▸ **Consigne 1**:
Répondez à ces questions sur le texte source consacré aux propositions du CIP :
(a) Qu'est-ce qui retient beaucoup d'entreprises d'embaucher un salarié ?
(b) Quelles procédures de prévention fonctionnent bien pour les entreprises plus importantes ?
(c) Quelle pratique le CIP veut-il inciter les responsables de la commande publique à adopter ?
▸ **Consigne 2**:
Poursuivez le texte sur les propositions du CIP en faveur des TPE, à partir de sa dernière phrase.

Avec la volonté de mener un plan d’action global pour la
prévention, le CIP national souhaite la rédaction d’un « texte » des pouvoirs publics qui
adresserait systématiquement aux CIP les entreprises « détectées par les greffes, ou grâce aux
“signaux faibles”, ou encore en réelle difficulté ».
Pour un dispositif dédié aux TPE
Par ailleurs, le CIP fait le constat que l’embauche d’un
salarié permettrait à beaucoup d’entreprises de se développer, mais que
celles-ci ne franchissent pas le cap par crainte des charges et des lourdeurs
administratives.
Les TPE pourraient bénéficier des procédures de
prévention (mandat ad hoc et
conciliation), qui fonctionnent bien pour les entreprises plus importantes. Le
CIP propose ainsi que soit faite une communication large sur les dispositifs de
prévention, les procédures amiables et la sauvegarde, à destination des
entrepreneurs et suggère de concevoir un droit des entreprises en difficulté
particulier aux petites entreprises, dans la lignée de ce que certains
professeurs de droit proposent.
Entretemps, des mesures d’urgences s’imposent, selon le
CIP :
• rétablissement d’un plafonnement des charges
sociales ;
• incitations significatives à l’embauche d’un salarié,
apprenti ou non, du type exonération de charges patronales la première
année ;
• incitation des responsables de la commande publique à
pratiquer l’allotissement ;
• adaptation du mandat ad hoc ;
• autoriser les petites cessions par le président du
tribunal sous contrôle du ministère public.

▸ **Données**:
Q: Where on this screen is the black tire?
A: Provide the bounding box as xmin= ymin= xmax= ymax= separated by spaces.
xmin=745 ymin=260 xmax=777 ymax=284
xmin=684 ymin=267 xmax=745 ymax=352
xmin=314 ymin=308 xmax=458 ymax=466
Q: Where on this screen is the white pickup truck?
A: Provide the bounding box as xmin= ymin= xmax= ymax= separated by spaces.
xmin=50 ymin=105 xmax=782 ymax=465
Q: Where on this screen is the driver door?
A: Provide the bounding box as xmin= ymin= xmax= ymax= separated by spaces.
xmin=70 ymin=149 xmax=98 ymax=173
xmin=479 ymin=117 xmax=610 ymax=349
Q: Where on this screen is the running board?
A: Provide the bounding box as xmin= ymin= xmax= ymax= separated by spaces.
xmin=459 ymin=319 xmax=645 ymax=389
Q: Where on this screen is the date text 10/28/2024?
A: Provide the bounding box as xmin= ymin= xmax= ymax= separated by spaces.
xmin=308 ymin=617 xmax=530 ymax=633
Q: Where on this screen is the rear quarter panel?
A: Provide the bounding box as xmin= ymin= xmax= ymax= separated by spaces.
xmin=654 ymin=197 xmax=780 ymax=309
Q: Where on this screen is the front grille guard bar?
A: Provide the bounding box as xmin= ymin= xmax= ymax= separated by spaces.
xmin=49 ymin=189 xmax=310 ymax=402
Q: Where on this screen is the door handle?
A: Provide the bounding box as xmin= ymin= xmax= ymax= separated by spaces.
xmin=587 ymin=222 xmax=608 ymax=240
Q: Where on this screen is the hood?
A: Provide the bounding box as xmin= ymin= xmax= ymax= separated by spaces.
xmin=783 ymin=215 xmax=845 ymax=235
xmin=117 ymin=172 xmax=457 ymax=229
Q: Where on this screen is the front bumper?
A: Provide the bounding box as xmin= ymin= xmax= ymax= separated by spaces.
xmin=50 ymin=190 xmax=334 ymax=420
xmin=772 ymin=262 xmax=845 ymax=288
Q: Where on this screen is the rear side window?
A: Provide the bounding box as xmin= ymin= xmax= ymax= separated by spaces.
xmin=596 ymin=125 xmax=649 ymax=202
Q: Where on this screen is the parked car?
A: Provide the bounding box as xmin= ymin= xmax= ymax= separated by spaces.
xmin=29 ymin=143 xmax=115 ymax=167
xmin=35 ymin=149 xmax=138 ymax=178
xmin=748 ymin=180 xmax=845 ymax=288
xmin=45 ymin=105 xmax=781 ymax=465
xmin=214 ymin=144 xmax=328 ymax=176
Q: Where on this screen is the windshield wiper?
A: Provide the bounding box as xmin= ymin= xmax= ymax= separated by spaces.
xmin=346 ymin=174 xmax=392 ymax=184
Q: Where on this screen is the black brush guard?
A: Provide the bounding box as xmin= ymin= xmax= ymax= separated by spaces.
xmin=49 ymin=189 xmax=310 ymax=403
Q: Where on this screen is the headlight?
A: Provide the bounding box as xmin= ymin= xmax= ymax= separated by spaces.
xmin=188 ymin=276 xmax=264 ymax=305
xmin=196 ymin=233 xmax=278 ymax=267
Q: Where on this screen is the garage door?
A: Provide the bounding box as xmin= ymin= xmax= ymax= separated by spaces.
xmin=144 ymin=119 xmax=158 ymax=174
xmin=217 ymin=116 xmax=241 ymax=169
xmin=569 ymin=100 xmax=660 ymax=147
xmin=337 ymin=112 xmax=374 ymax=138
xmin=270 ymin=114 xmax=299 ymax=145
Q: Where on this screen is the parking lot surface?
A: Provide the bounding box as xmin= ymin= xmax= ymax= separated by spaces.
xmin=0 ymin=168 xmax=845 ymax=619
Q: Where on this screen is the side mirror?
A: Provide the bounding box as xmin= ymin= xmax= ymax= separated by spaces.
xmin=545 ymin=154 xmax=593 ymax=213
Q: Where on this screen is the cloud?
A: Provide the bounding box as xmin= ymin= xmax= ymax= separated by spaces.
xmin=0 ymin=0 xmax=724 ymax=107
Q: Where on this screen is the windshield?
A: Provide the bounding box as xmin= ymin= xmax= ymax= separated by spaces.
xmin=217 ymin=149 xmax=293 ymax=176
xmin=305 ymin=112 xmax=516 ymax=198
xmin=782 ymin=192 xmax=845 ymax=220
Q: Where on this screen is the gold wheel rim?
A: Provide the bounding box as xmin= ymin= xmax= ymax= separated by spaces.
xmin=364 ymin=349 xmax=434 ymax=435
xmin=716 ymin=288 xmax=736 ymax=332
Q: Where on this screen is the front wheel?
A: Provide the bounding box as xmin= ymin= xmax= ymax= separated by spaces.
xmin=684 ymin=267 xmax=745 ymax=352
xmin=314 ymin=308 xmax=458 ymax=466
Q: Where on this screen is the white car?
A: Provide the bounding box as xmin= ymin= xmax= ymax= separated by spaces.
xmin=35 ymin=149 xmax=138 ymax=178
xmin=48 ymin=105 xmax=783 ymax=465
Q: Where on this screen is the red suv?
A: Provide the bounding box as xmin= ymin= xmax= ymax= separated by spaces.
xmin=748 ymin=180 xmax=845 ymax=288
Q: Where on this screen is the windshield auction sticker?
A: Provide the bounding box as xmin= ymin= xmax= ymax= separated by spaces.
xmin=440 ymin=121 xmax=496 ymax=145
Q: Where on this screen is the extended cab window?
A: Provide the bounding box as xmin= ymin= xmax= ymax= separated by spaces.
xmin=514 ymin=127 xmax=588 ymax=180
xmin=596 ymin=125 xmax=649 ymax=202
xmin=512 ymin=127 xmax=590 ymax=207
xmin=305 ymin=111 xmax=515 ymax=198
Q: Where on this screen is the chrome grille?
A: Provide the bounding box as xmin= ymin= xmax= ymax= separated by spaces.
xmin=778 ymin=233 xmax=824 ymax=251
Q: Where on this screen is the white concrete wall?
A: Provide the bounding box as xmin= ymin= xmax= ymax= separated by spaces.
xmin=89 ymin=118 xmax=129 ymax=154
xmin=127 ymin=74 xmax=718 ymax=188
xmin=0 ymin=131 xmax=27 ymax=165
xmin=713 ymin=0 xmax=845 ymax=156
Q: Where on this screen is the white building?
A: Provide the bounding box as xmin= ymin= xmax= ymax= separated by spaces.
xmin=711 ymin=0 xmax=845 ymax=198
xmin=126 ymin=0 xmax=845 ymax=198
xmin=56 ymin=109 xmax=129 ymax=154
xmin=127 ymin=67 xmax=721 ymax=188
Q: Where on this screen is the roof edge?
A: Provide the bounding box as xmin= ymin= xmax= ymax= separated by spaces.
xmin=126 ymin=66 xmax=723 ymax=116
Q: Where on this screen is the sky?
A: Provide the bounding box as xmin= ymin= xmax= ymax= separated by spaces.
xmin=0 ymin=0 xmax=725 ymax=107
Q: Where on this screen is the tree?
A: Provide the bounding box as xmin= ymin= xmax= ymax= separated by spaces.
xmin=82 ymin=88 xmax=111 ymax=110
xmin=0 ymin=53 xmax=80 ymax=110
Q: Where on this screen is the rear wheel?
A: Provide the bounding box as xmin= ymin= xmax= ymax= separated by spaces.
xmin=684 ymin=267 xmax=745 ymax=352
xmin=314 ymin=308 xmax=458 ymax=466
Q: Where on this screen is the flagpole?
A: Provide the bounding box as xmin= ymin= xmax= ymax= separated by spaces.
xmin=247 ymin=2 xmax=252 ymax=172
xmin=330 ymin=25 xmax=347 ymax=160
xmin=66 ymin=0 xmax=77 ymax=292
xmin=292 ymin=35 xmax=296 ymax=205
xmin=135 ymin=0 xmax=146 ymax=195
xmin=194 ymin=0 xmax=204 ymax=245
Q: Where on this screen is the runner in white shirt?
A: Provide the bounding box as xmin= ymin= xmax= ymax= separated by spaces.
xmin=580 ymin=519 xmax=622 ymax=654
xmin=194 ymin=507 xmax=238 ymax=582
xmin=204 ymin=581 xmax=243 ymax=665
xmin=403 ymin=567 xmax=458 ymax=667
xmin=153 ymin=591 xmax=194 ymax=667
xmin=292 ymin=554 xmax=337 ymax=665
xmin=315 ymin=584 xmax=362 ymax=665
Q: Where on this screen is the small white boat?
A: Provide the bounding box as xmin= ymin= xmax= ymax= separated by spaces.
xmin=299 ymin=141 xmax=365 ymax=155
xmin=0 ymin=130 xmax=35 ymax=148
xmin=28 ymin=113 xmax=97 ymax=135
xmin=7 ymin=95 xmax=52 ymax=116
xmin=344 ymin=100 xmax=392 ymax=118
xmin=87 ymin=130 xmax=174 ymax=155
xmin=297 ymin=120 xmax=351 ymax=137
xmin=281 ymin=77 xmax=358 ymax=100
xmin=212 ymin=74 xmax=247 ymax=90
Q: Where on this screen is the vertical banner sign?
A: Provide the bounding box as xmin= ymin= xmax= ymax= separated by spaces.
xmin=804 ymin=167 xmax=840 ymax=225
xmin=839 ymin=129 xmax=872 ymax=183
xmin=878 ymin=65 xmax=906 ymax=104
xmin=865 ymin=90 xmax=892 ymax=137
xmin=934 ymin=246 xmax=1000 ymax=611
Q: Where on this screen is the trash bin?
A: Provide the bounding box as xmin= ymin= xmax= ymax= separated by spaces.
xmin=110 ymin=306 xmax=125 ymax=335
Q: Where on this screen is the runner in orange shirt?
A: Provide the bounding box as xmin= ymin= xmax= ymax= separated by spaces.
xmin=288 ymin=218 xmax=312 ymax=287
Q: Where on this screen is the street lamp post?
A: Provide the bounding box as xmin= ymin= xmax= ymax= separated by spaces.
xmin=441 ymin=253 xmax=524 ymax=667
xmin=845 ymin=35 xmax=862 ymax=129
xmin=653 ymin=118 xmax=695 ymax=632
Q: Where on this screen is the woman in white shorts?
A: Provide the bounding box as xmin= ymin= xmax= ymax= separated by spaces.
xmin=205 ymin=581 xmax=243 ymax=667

▸ **Réponse 1**:
(a) La crainte des charges et des lourdeurs administratives.
(b) Le mandat ad hoc et la conciliation.
(c) L'allotissement.

▸ **Réponse 2**:
Le CIP National propose de :
• Soumettre l’adoption des
plans à une négociation préalable
Cette négociation n’est pas
aisée et l’Ordonnance du 20 mai 2020 impose un accord exprès pour un
abandon de créance. Le CIP suggère de faciliter les abandons de créances de
l’État et de permettre l’abandon « tacite » pour les autres créances.
• Faciliter l’obtention de
délais judiciaires
L’article 2 de
l’Ordonnance du 20 mai 2020 permet au président du tribunal d’interrompre
ou d’interdire toute action en justice d’un créancier refusant de suspendre
l’exigibilité de sa créance pendant la durée de la procédure de conciliation et
de reporter ou d’échelonner le paiement des sommes dues. Cet article lui permet
aussi d’appliquer l’article 1343-5 du Code civil avant toute mise en demeure.
Le CIP considère que cette modification correspondant à l’esprit de la
Directive européenne, dont la transposition est à l’étude, mériterait d’être
conservée.
• Renforcer le dispositif
pour éviter la dégradation des cotations par les assureurs crédit
Le CIP note et approuve
l’initiative prise par l’État d’apporter sa garantie à la Caisse centrale de
réassurance mais constate que le dispositif est moins généreux que celui mis en
place en Allemagne et considère qu’il s’agit d’un point de vigilance.
• Doter les entreprises de
fonds propres
Le CIP observe que
400 000 PGE ont été signés en France et que leurs remboursements
risquent de poser problème. Les taux au-delà d’un an ne sont pas encore connus
mais il est déjà acquis que beaucoup d’entreprises auront des difficultés à
rembourser. Le CIP estime que l’État pourrait devenir un « actionnaire
dormant ». Par ailleurs, des moyens pourraient être mis en œuvre pour que
les investisseurs potentiels (banques, assureurs, fonds d’investissement…)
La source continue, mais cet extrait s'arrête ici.